WHAT YOU SHOULD DO: Can you quote exactly the stretch of lines from the one with "# test: point on every instance of the man lying" through the final line of the material, both ends included?
◇ ◇ ◇
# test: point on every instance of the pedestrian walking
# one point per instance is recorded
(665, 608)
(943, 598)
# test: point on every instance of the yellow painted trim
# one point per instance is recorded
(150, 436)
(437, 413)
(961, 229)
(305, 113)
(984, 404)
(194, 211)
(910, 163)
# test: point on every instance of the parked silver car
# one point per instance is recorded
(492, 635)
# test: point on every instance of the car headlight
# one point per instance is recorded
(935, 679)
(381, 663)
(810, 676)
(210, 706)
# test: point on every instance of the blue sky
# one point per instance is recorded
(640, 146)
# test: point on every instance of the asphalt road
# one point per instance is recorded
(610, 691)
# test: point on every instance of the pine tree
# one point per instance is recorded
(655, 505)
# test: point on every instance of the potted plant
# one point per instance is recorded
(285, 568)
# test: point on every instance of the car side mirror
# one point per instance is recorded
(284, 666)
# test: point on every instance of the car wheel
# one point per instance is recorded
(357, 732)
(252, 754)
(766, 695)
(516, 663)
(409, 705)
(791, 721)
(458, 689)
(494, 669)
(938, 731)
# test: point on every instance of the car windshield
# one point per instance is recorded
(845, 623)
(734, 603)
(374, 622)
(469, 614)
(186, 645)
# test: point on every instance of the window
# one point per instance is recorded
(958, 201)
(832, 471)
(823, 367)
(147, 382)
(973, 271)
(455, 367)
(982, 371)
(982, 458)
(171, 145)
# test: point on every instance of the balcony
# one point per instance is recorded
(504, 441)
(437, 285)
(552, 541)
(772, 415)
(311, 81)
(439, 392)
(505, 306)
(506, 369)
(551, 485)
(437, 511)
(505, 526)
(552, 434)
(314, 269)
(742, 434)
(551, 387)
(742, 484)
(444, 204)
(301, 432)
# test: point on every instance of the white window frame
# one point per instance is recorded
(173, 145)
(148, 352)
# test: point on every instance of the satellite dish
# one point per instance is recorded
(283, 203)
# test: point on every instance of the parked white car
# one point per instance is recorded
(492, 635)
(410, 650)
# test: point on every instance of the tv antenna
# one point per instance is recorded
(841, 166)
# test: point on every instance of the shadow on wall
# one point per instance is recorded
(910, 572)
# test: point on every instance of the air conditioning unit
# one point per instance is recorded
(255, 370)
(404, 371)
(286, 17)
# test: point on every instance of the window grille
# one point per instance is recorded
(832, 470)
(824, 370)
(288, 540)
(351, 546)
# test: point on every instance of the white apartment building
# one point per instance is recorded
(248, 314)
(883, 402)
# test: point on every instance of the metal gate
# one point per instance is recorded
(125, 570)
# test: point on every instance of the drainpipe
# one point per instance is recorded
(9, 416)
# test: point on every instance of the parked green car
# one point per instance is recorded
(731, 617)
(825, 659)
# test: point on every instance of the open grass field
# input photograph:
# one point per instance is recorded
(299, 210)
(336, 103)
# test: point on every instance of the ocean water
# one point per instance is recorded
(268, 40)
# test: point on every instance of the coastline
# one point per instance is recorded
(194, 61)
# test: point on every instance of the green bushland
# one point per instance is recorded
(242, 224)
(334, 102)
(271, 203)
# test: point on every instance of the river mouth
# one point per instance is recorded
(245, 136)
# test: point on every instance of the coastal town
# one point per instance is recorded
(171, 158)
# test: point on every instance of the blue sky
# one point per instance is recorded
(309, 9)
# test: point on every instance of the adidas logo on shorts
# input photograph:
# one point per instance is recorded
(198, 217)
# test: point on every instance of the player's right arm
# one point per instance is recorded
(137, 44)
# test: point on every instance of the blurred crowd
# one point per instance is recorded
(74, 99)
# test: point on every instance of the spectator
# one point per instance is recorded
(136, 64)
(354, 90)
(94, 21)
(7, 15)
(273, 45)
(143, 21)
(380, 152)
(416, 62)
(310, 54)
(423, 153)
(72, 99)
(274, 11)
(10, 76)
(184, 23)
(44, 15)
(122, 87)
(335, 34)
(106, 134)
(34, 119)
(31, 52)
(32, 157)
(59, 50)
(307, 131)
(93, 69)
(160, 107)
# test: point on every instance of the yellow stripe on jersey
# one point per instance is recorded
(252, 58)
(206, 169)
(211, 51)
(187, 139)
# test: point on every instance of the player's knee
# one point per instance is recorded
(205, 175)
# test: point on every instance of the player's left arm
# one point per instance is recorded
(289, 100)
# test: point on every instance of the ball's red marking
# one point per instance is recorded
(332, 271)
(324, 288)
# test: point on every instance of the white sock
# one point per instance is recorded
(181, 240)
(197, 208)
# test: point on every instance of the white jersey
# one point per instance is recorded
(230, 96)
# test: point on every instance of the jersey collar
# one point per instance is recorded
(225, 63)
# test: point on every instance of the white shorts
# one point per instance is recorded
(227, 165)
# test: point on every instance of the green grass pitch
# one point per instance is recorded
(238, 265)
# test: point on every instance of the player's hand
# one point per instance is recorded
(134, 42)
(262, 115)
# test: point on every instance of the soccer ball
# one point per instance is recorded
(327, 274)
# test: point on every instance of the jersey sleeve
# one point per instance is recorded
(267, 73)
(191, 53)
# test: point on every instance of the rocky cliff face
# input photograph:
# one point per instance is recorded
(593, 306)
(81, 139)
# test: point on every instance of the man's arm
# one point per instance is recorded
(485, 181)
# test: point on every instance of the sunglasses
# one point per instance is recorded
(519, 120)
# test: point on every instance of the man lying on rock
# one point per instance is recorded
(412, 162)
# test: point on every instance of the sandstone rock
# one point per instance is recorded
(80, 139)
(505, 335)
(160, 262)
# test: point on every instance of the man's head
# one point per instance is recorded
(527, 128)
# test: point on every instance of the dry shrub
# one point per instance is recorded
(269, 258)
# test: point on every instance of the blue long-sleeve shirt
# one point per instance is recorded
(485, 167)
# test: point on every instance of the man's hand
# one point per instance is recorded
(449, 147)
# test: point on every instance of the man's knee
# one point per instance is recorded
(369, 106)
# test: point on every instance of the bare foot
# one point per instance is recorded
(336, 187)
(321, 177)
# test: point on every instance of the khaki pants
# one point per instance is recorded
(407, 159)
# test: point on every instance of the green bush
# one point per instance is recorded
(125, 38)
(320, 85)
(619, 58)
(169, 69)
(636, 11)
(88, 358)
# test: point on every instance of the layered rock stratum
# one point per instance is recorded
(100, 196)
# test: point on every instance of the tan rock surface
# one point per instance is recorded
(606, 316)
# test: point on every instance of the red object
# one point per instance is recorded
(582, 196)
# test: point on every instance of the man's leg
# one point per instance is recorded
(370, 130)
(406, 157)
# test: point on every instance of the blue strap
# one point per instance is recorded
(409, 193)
◇ ◇ ◇
RESPONSE BELOW:
# test: point on every instance of the man lying on rock
# one point per instance is recorded
(412, 162)
# test: point on every instance of the sandstone rock
# one point per instance is recorded
(80, 139)
(505, 335)
(160, 262)
# test: point on every instance of the man's head
# one point per instance is recorded
(527, 128)
# test: point on every instance of the dry shrub
# one point per instance is recorded
(269, 258)
# test: point on every instance of the blue long-sleeve shirt
# one point per instance is recorded
(485, 167)
# test: point on every instance of the man's hand
# one point per instance is recorded
(449, 147)
# test: point on every instance of the man's knee
# one point per instance is recorded
(369, 106)
# test: point on every instance of the bare foot
# one point per instance is recorded
(336, 187)
(321, 177)
# test: point on every instance of the khaki pants
# one point per instance is recorded
(407, 159)
# test: point on every instance of the green bush
# one point per instance is recorded
(125, 38)
(320, 85)
(619, 58)
(169, 69)
(636, 11)
(88, 358)
# test: point on every instance of the layered rock stratum
# one point per instance is recorded
(100, 196)
# test: point on every instance of the tan rock surface
# one point per instance is recorded
(606, 316)
# test: point on every instance of the red object
# one point per instance is recorded
(582, 196)
# test: point on every instance of the man's leg
# one point per instance is recorded
(370, 130)
(406, 157)
# test: point on every instance of the blue strap
# one point per instance is recorded
(409, 193)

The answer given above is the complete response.